## [Task description]
Pull out every line of the listing below that contains the string "thickest", matching case exactly, and copy each one unchanged.

— BEGIN Information provided —

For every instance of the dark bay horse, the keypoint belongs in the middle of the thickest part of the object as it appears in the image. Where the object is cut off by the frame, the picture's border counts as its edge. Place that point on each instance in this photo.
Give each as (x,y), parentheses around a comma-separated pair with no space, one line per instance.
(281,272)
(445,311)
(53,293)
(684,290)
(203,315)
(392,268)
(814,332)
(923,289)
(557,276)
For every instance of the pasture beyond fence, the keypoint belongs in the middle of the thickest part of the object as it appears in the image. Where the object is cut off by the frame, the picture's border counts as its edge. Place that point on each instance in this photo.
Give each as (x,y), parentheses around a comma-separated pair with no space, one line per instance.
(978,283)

— END Information provided —
— BEGIN Information provided —

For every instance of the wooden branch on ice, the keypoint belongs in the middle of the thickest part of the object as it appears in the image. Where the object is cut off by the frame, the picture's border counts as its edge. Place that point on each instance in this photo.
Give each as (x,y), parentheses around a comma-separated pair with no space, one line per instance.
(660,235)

— END Information provided —

## [Written solution]
For every instance of the dark bay horse, the keypoint belongs in the middle of the thickest part of the object as it appears in the image. Where the object is cut off by the frame, the picture's border counts as its edge. Place that point on each instance in this photo.
For every instance of the pasture beyond fence, the keypoint belongs in the middle of the thickest part of the object as it appears in the image. Where the object is cut off by the frame, the picture's border counts as its edge. Place that point on each instance in this photo.
For every instance of the wooden branch on ice, the keypoint belongs in the middle of the thickest part of the object as it appears in the image. Where the object is cut off by the frame, the picture's border counts as its edge. Place that point on each instance in this photo.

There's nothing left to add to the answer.